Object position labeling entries
__________________________________________________

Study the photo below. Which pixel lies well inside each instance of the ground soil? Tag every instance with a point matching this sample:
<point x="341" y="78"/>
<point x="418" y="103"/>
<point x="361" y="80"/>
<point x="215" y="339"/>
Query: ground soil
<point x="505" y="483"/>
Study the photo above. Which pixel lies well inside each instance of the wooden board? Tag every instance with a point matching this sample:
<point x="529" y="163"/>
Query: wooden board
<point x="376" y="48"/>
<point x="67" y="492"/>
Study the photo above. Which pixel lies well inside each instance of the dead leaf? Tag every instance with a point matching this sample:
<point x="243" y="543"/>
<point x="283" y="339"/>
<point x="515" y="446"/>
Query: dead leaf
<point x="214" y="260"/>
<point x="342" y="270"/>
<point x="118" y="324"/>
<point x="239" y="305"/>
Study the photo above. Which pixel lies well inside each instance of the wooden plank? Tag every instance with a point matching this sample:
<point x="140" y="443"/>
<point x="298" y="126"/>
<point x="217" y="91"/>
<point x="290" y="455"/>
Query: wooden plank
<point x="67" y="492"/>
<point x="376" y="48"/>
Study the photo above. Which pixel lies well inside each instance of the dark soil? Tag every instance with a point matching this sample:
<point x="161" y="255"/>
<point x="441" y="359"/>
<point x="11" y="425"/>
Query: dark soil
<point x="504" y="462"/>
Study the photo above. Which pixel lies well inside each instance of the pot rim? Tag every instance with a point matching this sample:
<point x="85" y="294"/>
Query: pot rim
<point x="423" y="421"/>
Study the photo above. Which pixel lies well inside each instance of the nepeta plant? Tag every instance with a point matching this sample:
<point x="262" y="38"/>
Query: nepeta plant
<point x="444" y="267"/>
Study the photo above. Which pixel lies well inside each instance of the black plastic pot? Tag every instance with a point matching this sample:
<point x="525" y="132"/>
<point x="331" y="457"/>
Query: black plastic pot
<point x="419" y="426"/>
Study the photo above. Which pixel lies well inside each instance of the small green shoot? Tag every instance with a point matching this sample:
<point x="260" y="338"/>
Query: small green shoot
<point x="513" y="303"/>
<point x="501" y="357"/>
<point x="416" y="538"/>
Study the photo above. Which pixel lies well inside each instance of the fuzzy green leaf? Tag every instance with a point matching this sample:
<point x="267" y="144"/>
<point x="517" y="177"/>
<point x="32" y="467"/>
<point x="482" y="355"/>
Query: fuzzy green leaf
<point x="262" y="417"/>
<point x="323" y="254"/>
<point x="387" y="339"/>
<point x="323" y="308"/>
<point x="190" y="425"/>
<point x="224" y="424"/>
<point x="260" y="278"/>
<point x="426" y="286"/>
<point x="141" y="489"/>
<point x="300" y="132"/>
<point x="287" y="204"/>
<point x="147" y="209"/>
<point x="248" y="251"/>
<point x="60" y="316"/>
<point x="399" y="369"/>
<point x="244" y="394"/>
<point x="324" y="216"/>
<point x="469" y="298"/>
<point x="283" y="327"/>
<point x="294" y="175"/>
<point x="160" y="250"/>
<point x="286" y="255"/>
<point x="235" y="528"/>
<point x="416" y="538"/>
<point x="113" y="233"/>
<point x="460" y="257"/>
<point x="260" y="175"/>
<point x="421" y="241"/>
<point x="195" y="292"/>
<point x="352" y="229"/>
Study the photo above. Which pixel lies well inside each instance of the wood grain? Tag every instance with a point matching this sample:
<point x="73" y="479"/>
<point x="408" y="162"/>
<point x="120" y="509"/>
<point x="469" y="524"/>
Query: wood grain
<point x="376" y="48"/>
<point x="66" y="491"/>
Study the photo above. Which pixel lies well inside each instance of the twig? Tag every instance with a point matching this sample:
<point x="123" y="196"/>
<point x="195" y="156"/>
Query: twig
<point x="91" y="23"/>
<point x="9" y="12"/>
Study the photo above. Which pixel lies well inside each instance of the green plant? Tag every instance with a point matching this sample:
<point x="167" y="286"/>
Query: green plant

__________________________________________________

= Set exercise =
Copy down the whole of the data above, matching it exactly.

= Exercise response =
Study the photo below. Which pixel lies well inside each instance of the ground soil? Tag every instance with a point matching this sample:
<point x="341" y="78"/>
<point x="418" y="103"/>
<point x="361" y="80"/>
<point x="215" y="339"/>
Query: ground soil
<point x="505" y="483"/>
Study the photo above. Which pixel lies well inside each instance of the wooden board? Tag every instance with a point matching this sample:
<point x="529" y="163"/>
Query: wooden board
<point x="376" y="48"/>
<point x="67" y="492"/>
Study the photo above. Which pixel lies well inside each instance of the dead leaf? Tag every instance with a point matching this sample:
<point x="243" y="543"/>
<point x="283" y="339"/>
<point x="515" y="446"/>
Query: dead leaf
<point x="214" y="260"/>
<point x="342" y="270"/>
<point x="118" y="324"/>
<point x="239" y="305"/>
Study the photo above. Which pixel lies well inside each instance of the wooden plank? Tag every instance with a point matching this sample:
<point x="140" y="443"/>
<point x="298" y="126"/>
<point x="217" y="91"/>
<point x="290" y="455"/>
Query: wooden plank
<point x="67" y="492"/>
<point x="376" y="48"/>
Study the photo above. Which pixel lies well inside each instance of the dark soil? Tag every instance with a point matching this sample:
<point x="161" y="255"/>
<point x="441" y="359"/>
<point x="11" y="425"/>
Query: dark soil
<point x="504" y="462"/>
Study the photo above. Which pixel lies well inside each instance of the pot rim? Tag every instance with a point matching this sample:
<point x="85" y="294"/>
Query: pot rim
<point x="423" y="421"/>
Study the photo above. Which pixel lies well inside each instance of the nepeta plant? Tag every instance with a point matching this sample:
<point x="262" y="38"/>
Query: nepeta plant
<point x="444" y="267"/>
Study the photo above. Which pixel lies well inside each instance of the black plastic pot? Tag every instance with a point matching this sample:
<point x="525" y="132"/>
<point x="331" y="457"/>
Query: black plastic pot
<point x="419" y="426"/>
Study the photo above. Which pixel lies well inside each instance of the small green shoot? Tag every instance with a point matching this sample:
<point x="260" y="338"/>
Query: small green shoot
<point x="513" y="303"/>
<point x="501" y="357"/>
<point x="416" y="538"/>
Study the photo above. Which pixel lies well inside each instance of the fuzzy green leaf? Tag every instance with a point matching this sample:
<point x="267" y="144"/>
<point x="517" y="177"/>
<point x="32" y="467"/>
<point x="482" y="355"/>
Query: fuzzy green leaf
<point x="262" y="417"/>
<point x="323" y="254"/>
<point x="387" y="339"/>
<point x="323" y="308"/>
<point x="190" y="425"/>
<point x="224" y="424"/>
<point x="260" y="278"/>
<point x="426" y="286"/>
<point x="141" y="489"/>
<point x="300" y="132"/>
<point x="287" y="204"/>
<point x="147" y="209"/>
<point x="248" y="251"/>
<point x="60" y="316"/>
<point x="399" y="369"/>
<point x="244" y="394"/>
<point x="324" y="216"/>
<point x="469" y="298"/>
<point x="283" y="327"/>
<point x="294" y="175"/>
<point x="160" y="250"/>
<point x="286" y="255"/>
<point x="235" y="528"/>
<point x="416" y="538"/>
<point x="113" y="233"/>
<point x="460" y="257"/>
<point x="260" y="175"/>
<point x="421" y="241"/>
<point x="195" y="292"/>
<point x="352" y="229"/>
Study the photo above. Which pixel lies well inside each instance of the wood grain? Tag every instance with a point matching this sample:
<point x="73" y="479"/>
<point x="408" y="162"/>
<point x="120" y="509"/>
<point x="469" y="524"/>
Query: wood grain
<point x="376" y="48"/>
<point x="66" y="491"/>
Study the photo above. Which pixel lies well inside each instance of the twig? Tag every instance with a point matching this sample:
<point x="123" y="196"/>
<point x="195" y="156"/>
Query: twig
<point x="91" y="23"/>
<point x="9" y="12"/>
Study the photo above. Which pixel lies well inside each instance of the green plant? Tag every instance with a point matching this sample:
<point x="167" y="286"/>
Query: green plant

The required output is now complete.